▶ [PASSAGE PROVIDED]
##########
On-demand paging feature allows registering memory regions without pinning
their pages. Unfortunately the feature doesn't work together will all
transports and all operations. This patch adds the ability to report on-demand
paging capabilities through the ibv_query_device_ex.

The patch also add the IBV_ACCESS_ON_DEMAND access flag to allow registration
of on-demand paging enabled memory regions.

Signed-off-by: Shachar Raindel <raindel-VPRAkNaXOzVWk0Htik3J/w@public.gmane.org>
Signed-off-by: Majd Dibbiny <majd-VPRAkNaXOzVWk0Htik3J/w@public.gmane.org>
Signed-off-by: Haggai Eran <haggaie-VPRAkNaXOzVWk0Htik3J/w@public.gmane.org>
---
 examples/devinfo.c            | 51 +++++++++++++++++++++++++++++++++++++++++++
 include/infiniband/kern-abi.h | 12 +++++++++-
 include/infiniband/verbs.h    | 25 ++++++++++++++++++++-
 man/ibv_query_device_ex.3     | 23 +++++++++++++++++++
 man/ibv_reg_mr.3              |  2 ++
 src/cmd.c                     | 11 ++++++++++
 6 files changed, 122 insertions(+), 2 deletions(-)
##########
▶ [PROVIDED MATERIAL]
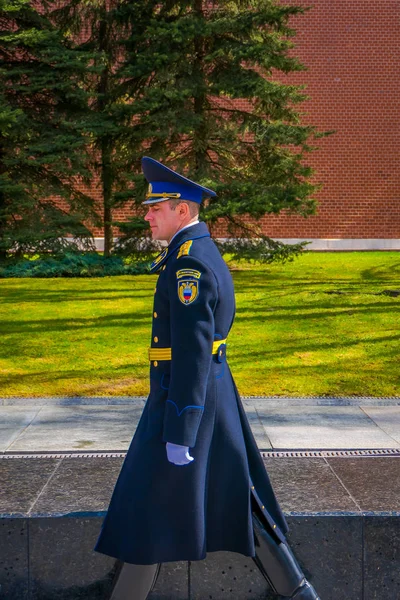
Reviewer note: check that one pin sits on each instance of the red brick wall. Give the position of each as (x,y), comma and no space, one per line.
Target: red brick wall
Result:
(351,48)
##########
▶ [GOAL] Continue the on-demand paging patch from its last line, going on from the summary of changed files.

▶ [WRITTEN ANSWER]
diff --git a/examples/devinfo.c b/examples/devinfo.c
index 95e8f83753ca..61cfdf520be6 100644
--- a/examples/devinfo.c
+++ b/examples/devinfo.c
@@ -43,6 +43,7 @@
 #include <netinet/in.h>
 #include <endian.h>
 #include <byteswap.h>
+#include <inttypes.h>
 
 #include <infiniband/verbs.h>
 #include <infiniband/driver.h>
@@ -204,6 +205,54 @@ static const char *link_layer_str(uint8_t link_layer)
 	}
 }
 
+void print_odp_trans_caps(uint32_t trans)
+{
+	uint32_t unknown_transport_caps = ~(IBV_ODP_SUPPORT_SEND |
+					    IBV_ODP_SUPPORT_RECV |
+					    IBV_ODP_SUPPORT_WRITE |
+					    IBV_ODP_SUPPORT_READ |
+					    IBV_ODP_SUPPORT_ATOMIC);
+
+	if (!trans) {
+		printf("\t\t\t\t\tNO SUPPORT\n");
+	} else {
+		if (trans & IBV_ODP_SUPPORT_SEND)
+			printf("\t\t\t\t\tSUPPORT_SEND\n");
+		if (trans & IBV_ODP_SUPPORT_RECV)
+			printf("\t\t\t\t\tSUPPORT_RECV\n");
+		if (trans & IBV_ODP_SUPPORT_WRITE)
+			printf("\t\t\t\t\tSUPPORT_WRITE\n");
+		if (trans & IBV_ODP_SUPPORT_READ)
+			printf("\t\t\t\t\tSUPPORT_READ\n");
+		if (trans & IBV_ODP_SUPPORT_ATOMIC)
+			printf("\t\t\t\t\tSUPPORT_ATOMIC\n");
+		if (trans & unknown_transport_caps)
+			printf("\t\t\t\t\tUnknown flags: 0x%" PRIX32 "\n",
+			       trans & unknown_transport_caps);
+	}
+}
+
+void print_odp_caps(struct ibv_odp_caps caps)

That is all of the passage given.